Exercise brief: Read the records below. Copy each line where the string "banner" occurs.

Exercise inputs:
- - - - -
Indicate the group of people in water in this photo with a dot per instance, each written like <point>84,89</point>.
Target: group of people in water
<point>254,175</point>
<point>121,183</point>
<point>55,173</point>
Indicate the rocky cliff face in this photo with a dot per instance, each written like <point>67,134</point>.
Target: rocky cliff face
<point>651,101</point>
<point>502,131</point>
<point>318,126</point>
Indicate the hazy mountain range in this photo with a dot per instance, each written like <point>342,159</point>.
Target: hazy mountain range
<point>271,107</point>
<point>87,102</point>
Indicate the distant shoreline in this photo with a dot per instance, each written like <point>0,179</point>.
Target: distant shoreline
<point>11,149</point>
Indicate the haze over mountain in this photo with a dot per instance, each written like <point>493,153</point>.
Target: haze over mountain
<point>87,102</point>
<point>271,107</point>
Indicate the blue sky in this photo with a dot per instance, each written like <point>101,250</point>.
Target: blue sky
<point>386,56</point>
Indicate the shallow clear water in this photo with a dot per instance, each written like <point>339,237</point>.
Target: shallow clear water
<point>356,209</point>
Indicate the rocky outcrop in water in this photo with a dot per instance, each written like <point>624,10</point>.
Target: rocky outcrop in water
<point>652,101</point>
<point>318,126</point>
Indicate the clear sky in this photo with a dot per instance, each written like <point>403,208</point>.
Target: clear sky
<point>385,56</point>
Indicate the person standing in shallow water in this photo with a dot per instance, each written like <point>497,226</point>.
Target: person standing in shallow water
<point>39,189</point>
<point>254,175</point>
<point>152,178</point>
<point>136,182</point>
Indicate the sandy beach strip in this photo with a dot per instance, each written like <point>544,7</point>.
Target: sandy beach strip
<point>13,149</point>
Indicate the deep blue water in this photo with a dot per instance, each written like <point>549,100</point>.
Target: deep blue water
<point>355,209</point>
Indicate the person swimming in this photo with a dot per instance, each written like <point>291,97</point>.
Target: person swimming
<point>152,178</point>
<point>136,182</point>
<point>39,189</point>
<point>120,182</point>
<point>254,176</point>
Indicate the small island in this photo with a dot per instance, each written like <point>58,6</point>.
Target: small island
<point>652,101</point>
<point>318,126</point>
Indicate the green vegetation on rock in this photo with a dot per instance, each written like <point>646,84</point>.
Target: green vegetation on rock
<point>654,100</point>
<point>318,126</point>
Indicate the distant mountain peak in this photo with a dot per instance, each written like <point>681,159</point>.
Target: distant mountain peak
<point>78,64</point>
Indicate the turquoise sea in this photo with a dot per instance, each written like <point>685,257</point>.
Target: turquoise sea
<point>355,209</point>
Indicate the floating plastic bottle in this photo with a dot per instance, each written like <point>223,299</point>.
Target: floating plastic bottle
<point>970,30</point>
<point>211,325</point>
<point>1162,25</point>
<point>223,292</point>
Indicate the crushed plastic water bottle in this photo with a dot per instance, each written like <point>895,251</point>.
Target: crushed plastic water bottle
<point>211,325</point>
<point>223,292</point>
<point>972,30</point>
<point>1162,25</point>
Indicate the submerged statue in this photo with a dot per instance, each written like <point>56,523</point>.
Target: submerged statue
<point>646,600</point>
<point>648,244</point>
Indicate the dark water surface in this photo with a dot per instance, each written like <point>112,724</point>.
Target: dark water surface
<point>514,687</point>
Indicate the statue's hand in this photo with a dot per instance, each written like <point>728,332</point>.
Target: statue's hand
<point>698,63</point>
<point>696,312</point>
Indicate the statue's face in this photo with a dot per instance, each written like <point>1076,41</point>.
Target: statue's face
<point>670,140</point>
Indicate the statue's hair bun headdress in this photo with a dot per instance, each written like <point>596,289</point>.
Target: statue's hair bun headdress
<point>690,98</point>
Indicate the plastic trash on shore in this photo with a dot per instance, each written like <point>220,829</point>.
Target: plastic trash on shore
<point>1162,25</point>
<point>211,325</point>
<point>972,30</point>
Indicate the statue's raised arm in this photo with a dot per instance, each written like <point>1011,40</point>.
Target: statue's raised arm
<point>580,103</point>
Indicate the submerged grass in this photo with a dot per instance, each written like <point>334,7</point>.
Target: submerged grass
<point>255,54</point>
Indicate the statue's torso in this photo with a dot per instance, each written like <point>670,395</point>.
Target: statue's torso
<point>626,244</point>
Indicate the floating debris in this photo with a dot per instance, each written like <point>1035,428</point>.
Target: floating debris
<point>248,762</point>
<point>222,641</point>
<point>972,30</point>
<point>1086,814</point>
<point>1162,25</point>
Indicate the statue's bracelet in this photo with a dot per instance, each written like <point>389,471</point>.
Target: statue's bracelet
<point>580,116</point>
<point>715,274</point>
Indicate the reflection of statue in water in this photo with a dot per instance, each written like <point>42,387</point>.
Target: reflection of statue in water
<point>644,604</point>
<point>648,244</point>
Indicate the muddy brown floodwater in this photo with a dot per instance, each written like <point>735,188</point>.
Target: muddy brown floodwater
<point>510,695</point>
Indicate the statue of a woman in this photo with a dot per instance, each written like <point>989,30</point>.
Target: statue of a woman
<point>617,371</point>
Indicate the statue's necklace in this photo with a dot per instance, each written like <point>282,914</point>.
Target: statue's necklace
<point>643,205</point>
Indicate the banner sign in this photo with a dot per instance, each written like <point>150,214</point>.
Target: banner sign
- - - - -
Reply to the exercise:
Indicate the banner sign in this photo with a dot per instance, each written like <point>150,214</point>.
Target: banner sign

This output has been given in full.